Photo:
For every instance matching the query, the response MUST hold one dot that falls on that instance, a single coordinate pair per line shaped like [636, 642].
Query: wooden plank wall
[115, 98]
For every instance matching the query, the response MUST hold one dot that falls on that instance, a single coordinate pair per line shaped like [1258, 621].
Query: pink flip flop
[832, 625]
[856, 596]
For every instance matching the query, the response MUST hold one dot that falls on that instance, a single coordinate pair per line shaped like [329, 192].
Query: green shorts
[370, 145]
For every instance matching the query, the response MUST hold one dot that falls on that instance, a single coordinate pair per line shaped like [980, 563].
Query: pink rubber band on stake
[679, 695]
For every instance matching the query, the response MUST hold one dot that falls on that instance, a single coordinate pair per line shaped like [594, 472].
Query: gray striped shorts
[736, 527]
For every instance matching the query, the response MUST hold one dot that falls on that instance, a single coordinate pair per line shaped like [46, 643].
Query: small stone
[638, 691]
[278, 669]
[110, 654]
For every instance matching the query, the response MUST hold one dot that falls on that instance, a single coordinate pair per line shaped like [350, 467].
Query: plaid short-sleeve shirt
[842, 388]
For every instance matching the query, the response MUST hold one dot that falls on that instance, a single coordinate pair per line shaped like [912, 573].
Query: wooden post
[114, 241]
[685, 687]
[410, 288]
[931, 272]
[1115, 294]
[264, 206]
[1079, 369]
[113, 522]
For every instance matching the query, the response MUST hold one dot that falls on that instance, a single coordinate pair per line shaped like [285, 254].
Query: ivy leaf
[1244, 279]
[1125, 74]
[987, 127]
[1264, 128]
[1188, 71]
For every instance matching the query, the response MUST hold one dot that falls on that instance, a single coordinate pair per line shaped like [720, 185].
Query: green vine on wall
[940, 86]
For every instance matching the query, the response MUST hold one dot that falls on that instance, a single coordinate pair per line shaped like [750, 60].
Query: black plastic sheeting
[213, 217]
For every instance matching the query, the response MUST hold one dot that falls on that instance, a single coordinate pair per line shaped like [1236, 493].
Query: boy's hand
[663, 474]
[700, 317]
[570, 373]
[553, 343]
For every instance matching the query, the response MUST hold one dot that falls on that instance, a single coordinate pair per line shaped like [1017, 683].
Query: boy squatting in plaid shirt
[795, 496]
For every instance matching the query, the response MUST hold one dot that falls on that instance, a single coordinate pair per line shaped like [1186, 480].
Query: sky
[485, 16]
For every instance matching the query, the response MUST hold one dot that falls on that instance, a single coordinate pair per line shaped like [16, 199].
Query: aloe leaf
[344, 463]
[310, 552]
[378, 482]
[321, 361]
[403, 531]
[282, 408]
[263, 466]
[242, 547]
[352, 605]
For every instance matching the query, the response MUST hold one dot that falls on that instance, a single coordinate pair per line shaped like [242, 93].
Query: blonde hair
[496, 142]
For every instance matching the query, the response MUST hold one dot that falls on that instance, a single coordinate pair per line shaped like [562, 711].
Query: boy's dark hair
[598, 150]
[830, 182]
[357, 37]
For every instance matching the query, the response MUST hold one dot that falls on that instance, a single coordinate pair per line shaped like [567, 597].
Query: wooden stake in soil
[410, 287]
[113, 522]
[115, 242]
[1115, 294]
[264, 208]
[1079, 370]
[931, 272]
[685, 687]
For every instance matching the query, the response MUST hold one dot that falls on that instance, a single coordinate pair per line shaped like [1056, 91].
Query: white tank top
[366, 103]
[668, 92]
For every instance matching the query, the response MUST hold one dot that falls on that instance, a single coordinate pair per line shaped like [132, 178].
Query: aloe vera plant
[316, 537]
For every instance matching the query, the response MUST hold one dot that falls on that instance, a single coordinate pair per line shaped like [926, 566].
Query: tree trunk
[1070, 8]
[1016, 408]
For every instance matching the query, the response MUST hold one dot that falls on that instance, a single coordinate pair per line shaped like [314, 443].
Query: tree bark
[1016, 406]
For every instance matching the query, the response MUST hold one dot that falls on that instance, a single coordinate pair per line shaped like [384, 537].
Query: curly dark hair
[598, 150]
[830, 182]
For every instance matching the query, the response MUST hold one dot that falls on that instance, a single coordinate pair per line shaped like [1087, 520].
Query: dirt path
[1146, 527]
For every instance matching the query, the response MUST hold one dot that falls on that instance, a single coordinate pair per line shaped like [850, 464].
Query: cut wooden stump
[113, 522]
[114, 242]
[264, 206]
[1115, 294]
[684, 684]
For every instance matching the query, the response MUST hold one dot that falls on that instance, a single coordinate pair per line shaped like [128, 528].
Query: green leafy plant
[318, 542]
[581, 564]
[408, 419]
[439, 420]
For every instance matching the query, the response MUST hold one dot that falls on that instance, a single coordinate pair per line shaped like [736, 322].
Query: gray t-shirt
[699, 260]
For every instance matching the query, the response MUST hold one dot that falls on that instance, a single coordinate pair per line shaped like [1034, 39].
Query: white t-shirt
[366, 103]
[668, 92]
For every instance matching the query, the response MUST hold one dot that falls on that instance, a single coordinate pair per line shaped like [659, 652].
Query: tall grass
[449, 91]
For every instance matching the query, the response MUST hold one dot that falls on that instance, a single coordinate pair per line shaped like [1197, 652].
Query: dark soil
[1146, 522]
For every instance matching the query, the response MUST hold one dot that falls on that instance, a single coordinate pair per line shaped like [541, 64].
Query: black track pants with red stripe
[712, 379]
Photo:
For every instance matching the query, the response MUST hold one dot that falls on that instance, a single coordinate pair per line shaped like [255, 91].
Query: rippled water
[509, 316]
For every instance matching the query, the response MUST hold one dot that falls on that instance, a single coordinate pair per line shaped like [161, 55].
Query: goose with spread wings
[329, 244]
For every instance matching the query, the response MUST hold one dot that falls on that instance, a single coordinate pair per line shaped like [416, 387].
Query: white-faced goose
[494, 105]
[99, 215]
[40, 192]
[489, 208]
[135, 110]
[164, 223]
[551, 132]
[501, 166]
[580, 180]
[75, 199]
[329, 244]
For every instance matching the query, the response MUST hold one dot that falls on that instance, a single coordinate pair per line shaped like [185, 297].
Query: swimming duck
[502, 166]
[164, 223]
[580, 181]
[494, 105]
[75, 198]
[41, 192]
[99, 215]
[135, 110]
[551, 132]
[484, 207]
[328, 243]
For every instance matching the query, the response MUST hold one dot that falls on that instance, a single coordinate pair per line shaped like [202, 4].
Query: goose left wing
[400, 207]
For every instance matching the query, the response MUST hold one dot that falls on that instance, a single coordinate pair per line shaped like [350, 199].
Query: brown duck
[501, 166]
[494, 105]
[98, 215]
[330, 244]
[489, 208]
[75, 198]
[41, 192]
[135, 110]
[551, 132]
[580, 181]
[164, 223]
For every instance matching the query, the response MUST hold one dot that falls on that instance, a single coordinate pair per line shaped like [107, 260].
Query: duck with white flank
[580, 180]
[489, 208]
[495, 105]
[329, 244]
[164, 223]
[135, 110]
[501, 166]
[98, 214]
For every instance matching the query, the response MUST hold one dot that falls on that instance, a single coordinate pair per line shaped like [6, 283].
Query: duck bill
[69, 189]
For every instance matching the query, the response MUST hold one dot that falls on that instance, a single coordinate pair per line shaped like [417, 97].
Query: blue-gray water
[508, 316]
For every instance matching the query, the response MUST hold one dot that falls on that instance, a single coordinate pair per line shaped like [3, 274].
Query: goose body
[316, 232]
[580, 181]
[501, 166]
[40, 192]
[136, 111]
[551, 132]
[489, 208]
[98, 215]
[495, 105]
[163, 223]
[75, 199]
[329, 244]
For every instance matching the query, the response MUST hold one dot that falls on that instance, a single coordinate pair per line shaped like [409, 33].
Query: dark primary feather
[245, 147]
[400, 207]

◆ ◆ ◆ ◆

→ **Exercise**: Copy out every entry again, exactly as it was given.

→ **Completed task**:
Photo:
For every instance matching the query, the response MUST hold one dot that falls on that instance, a single coordinate pair per line shaped like [636, 642].
Query: wooden plank wall
[115, 98]
For every instance matching the query, the response MUST hold one dot that falls on that instance, a single coordinate pair per line shaped like [1258, 621].
Query: pink flip flop
[832, 625]
[856, 596]
For every instance matching the query, the response MUST hold one dot that falls on that instance, a single coordinate pair per line shaped like [329, 192].
Query: green shorts
[370, 145]
For every instance matching the query, the response MUST hold one dot that falls on that instance, a single coordinate pair per line shaped like [980, 563].
Query: pink rubber band on stake
[679, 695]
For every instance matching the query, the response MUST hold one dot that falls on that instance, a single coordinate pair per line shaped like [594, 472].
Query: gray striped shorts
[736, 527]
For every instance matching the query, the response MUST hold one dot that falls on that instance, a single coordinate pair per line shaped like [46, 643].
Query: small stone
[638, 691]
[278, 669]
[110, 654]
For every instance matching the query, the response MUST hold one dot that falls on that instance, a single coordinate pair per line shaped like [350, 467].
Query: plaid short-sleeve shirt
[842, 388]
For every instance matching the query, the response MUST hold one dot that falls on that instance, a single coordinate pair per line shaped like [912, 573].
Query: wooden post
[114, 241]
[685, 687]
[410, 288]
[931, 272]
[1115, 294]
[264, 206]
[1079, 369]
[113, 522]
For every instance matching the query, the response MUST hold one dot that falls on that instance, a single coordinate pair per line shaped like [285, 254].
Query: ivy leaf
[1244, 279]
[1125, 74]
[987, 127]
[1264, 128]
[1188, 71]
For every instance matching the query, the response MUST hold one dot that falls on that instance, a single coordinate pair per line shaped like [720, 185].
Query: green vine on wall
[940, 86]
For every instance matching the query, the response MUST hold one dot that falls on that instance, a single coordinate pair per line shaped like [750, 60].
Query: black plastic sheeting
[213, 217]
For every instance matching the query, the response MUST hold one dot that falls on that instance, a single coordinate pair per line shaped like [1236, 493].
Query: boy's hand
[663, 474]
[700, 317]
[570, 373]
[553, 343]
For every instance matching the query, the response MUST hold one dot that falls on that instance, a single coordinate pair per line shaped like [1017, 683].
Query: boy squatting in plaid shirt
[795, 496]
For every instance matching the query, the response MUST hold one dot that falls on that instance, a single coordinate pair per line shaped like [1186, 480].
Query: sky
[485, 16]
For every instance matching the query, the response MUST hold one dot that falls on that instance, a single coordinate pair per line shaped like [16, 199].
Query: aloe leaf
[344, 463]
[310, 552]
[378, 482]
[321, 361]
[403, 531]
[282, 408]
[263, 466]
[242, 547]
[352, 605]
For every instance matching the query, the response MUST hold one dot that falls on that instance, a single coordinate pair per line shaped like [242, 93].
Query: blonde hair
[496, 142]
For every instance matching the query, the response MUST hold one dot that falls on that instance, a single coordinate pair per line shaped like [562, 711].
Query: boy's dark hair
[598, 150]
[830, 182]
[357, 37]
For every instance matching the query, the response MUST hold one dot that falls on that instance, a single coordinate pair per line shaped like [567, 597].
Query: wooden stake in soil
[410, 287]
[113, 522]
[115, 242]
[1115, 294]
[264, 208]
[1079, 370]
[931, 272]
[685, 687]
For every instance matching the query, the response MUST hold one dot that falls on that instance, a single coordinate pair per line shaped like [1056, 91].
Query: white tank top
[366, 103]
[668, 92]
For every instance matching the query, the response MUST hold one dot that falls on that instance, a single coordinate pair per line shaped like [132, 178].
Query: aloe vera plant
[316, 537]
For every instance matching the query, the response MUST hold one dot that falls on that instance, a single coordinate pair per line shaped like [926, 566].
Query: tree trunk
[1070, 8]
[1016, 408]
For every instance matching the query, the response MUST hold one dot that falls on that instance, a single coordinate pair per line shaped like [314, 443].
Query: tree bark
[1016, 406]
For every instance matching the query, the response MUST hold one dot that falls on that instance, a single coordinate pair per line shaped like [384, 537].
Query: curly dark hair
[598, 150]
[830, 182]
For every instance matching the query, the response MUST hold one dot that falls on that instance, a single coordinate pair per line shaped like [1087, 520].
Query: dirt path
[1146, 527]
For every instance matching the query, the response MUST hold one dot that falls on that instance, a single coordinate pair per line shaped like [850, 464].
Query: cut wooden stump
[113, 522]
[114, 242]
[264, 206]
[1115, 294]
[684, 684]
For every instance matching the query, the response MUST hold one dot that falls on that instance, a single coordinate pair per line shaped like [128, 528].
Query: green leafy plant
[318, 542]
[581, 564]
[408, 419]
[439, 420]
For every instance matching the query, the response MUST hold one dot that falls on that instance, a single coordinate pair per line shaped like [736, 322].
Query: gray t-shirt
[699, 260]
For every instance matching the query, the response MUST hold one dot that falls on that instance, a single coordinate pair per line shaped like [1034, 39].
Query: white t-shirt
[366, 103]
[668, 92]
For every instance matching the query, the response MUST hold one dot that falls on that instance, a single coordinate pair per line shaped like [659, 652].
Query: tall grass
[449, 91]
For every instance matching the query, the response MUST hold one dot that falls on that instance, a single coordinate pair per line shaped like [1197, 652].
Query: dark soil
[1146, 522]
For every instance matching the query, the response MUST hold one dot that falls on that instance, a single coordinate pair per line shaped like [541, 64].
Query: black track pants with red stripe
[712, 379]
Photo:
For every instance matching the query, the response MUST hold one dot that falls on that instance, a single coordinate pair per line shaped like [255, 91].
Query: rippled water
[509, 316]
For every instance matching the query, the response MUST hold one dot that falls on that instance, a single coordinate pair per line shaped like [161, 55].
Query: goose with spread wings
[329, 244]
For every instance matching the query, the response MUST hold one dot that falls on that instance, a single coordinate pair per line shaped like [416, 387].
Query: white-faced goose
[494, 105]
[99, 215]
[40, 192]
[489, 208]
[135, 110]
[164, 223]
[551, 132]
[501, 166]
[580, 180]
[75, 199]
[329, 244]
For every instance matching the query, the response MUST hold one dot that falls on that instance, a single coordinate pair per line shaped like [185, 297].
Query: swimming duck
[502, 166]
[164, 223]
[580, 181]
[494, 105]
[75, 198]
[41, 192]
[99, 215]
[135, 110]
[551, 132]
[484, 207]
[328, 243]
For every instance matching the query, the response MUST hold one dot that falls on that instance, a single coordinate pair per line shaped like [202, 4].
Query: goose left wing
[400, 207]
For every instance matching the query, the response MUST hold one dot that falls on that instance, a single coordinate pair per line shaped like [350, 199].
Query: brown duck
[501, 166]
[494, 105]
[98, 215]
[330, 244]
[489, 208]
[75, 198]
[41, 192]
[135, 110]
[551, 132]
[580, 181]
[164, 223]
For every instance matching the query, the response MUST hold one dot that falls on that instance, a single coordinate pair per line shaped like [107, 260].
Query: duck with white flank
[580, 180]
[489, 208]
[495, 105]
[329, 244]
[164, 223]
[135, 110]
[501, 166]
[98, 214]
For every instance matching the query, the response MUST hold one dot that falls on that instance, a single coordinate pair per line shaped like [6, 283].
Query: duck bill
[69, 189]
For every instance matching the query, the response MUST hold one dot that falls on that instance, a single coordinate pair per line shaped like [417, 97].
Query: blue-gray water
[508, 316]
For every instance matching the query, the response MUST hold one dot that falls on that instance, a single coordinate pair per line shaped like [3, 274].
Query: goose body
[316, 232]
[580, 181]
[501, 166]
[40, 192]
[136, 111]
[551, 132]
[489, 208]
[98, 215]
[495, 105]
[163, 223]
[75, 199]
[329, 244]
For every instance matching the query, the response MUST hold one dot that falls on that instance, a single coordinate pair per line shaped like [409, 33].
Query: dark primary feather
[245, 147]
[400, 207]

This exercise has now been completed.